**Requirements:** Please pull out each line in the listing below that contains the word "bucket", copying every such line in full.

Stored dataset items:

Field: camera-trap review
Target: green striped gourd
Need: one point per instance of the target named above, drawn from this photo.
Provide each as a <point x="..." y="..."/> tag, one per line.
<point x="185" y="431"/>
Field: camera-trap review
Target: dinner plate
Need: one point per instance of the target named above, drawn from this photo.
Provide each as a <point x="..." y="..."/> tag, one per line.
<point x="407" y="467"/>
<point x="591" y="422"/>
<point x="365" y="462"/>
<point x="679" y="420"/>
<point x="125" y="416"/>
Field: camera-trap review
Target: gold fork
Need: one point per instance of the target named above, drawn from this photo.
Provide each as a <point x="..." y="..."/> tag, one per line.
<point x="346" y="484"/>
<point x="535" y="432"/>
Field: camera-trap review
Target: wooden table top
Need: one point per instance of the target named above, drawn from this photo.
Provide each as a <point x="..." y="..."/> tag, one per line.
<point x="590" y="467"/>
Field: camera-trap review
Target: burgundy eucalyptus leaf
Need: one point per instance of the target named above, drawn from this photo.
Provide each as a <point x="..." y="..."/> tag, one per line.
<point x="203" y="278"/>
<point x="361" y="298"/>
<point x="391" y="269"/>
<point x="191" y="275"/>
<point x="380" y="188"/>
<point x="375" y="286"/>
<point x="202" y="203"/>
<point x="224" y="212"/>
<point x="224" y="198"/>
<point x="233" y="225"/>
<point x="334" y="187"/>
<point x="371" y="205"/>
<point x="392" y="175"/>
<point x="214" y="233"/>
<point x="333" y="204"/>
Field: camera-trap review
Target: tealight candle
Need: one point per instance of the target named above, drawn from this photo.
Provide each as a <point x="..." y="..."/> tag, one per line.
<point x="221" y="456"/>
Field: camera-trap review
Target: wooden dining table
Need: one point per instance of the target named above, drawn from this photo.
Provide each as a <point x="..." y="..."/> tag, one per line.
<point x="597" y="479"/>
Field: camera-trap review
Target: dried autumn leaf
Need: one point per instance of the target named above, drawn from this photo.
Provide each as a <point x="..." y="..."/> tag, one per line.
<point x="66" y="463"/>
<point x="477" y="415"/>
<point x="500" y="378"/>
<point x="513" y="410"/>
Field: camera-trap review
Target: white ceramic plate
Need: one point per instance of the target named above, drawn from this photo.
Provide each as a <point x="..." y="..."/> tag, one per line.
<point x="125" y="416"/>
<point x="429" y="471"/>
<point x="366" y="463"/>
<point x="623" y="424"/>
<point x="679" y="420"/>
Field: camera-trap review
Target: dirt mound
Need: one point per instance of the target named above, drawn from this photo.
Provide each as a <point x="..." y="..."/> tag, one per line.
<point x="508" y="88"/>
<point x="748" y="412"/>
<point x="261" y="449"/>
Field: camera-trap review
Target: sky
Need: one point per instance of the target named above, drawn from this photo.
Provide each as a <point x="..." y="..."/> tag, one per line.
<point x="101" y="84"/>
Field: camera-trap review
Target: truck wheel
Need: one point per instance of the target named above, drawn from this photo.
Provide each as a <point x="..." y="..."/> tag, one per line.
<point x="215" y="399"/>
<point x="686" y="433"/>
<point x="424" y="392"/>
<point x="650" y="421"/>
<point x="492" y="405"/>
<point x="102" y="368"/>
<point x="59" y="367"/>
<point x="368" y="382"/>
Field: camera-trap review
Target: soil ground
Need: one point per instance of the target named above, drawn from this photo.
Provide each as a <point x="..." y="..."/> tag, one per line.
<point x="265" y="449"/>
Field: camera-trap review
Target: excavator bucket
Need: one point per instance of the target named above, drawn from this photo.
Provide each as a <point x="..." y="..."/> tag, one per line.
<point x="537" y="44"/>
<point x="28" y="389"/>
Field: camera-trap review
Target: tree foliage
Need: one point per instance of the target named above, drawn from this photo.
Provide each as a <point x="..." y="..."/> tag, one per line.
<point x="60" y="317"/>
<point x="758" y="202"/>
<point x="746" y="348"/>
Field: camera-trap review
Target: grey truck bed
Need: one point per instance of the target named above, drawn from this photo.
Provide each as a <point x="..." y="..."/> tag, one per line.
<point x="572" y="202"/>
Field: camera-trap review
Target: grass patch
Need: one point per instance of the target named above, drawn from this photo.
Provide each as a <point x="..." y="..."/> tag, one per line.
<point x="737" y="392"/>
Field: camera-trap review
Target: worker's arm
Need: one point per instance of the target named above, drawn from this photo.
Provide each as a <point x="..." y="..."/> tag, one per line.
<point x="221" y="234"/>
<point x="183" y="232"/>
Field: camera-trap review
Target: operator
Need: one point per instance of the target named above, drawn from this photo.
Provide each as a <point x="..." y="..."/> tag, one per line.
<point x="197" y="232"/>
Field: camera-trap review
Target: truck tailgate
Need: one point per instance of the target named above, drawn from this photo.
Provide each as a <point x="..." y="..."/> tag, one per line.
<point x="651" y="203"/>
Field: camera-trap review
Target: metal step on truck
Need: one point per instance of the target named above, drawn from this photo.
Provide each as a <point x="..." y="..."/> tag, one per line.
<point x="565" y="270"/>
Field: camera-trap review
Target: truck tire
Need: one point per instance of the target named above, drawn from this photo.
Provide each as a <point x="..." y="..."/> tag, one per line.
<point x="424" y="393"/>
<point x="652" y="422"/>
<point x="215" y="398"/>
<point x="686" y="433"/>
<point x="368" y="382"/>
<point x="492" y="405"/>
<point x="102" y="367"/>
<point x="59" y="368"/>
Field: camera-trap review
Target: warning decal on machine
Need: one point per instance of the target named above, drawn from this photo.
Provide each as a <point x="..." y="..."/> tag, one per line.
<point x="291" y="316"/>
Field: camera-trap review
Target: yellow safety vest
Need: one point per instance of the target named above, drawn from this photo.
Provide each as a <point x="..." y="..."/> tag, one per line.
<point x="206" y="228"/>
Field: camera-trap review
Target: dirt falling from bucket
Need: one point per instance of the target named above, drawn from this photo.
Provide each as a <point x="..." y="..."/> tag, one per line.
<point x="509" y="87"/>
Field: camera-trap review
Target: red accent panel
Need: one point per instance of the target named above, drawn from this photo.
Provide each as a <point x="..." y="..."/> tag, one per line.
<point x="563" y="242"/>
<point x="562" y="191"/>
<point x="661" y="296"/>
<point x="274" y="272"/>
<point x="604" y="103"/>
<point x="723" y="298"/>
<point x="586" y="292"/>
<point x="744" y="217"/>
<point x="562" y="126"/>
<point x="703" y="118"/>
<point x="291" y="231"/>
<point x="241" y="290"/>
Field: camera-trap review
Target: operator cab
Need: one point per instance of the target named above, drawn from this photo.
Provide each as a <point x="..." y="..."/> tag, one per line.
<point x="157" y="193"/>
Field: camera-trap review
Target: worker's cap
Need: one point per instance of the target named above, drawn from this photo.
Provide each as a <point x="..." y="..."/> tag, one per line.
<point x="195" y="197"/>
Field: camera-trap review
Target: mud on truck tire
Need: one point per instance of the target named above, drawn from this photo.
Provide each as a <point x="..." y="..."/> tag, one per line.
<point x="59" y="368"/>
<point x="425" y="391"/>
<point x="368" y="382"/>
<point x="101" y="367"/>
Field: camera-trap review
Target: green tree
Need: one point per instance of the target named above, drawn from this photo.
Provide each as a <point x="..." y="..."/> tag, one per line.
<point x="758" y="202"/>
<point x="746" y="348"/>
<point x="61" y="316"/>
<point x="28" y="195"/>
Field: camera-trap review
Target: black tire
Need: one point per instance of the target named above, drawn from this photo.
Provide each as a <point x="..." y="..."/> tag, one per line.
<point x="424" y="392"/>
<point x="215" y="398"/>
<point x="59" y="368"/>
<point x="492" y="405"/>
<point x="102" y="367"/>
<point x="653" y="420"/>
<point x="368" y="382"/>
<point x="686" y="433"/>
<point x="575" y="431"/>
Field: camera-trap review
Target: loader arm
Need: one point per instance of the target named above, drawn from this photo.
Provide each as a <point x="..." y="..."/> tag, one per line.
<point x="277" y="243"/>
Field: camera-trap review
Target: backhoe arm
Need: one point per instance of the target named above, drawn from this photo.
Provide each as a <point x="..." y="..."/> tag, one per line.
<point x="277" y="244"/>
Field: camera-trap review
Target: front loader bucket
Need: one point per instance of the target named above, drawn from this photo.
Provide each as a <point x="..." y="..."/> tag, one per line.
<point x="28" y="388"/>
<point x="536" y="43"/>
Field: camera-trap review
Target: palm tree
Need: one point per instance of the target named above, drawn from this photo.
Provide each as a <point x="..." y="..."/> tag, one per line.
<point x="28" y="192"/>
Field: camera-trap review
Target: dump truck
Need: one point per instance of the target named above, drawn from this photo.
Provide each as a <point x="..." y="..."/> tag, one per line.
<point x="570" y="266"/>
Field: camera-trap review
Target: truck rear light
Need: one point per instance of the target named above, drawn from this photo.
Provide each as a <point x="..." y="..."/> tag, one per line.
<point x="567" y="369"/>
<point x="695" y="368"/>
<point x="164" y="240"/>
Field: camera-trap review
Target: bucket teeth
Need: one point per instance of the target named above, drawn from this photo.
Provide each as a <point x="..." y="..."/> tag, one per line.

**The solution:**
Target: excavator bucket
Target: dirt falling from bucket
Target: front loader bucket
Target: bucket teeth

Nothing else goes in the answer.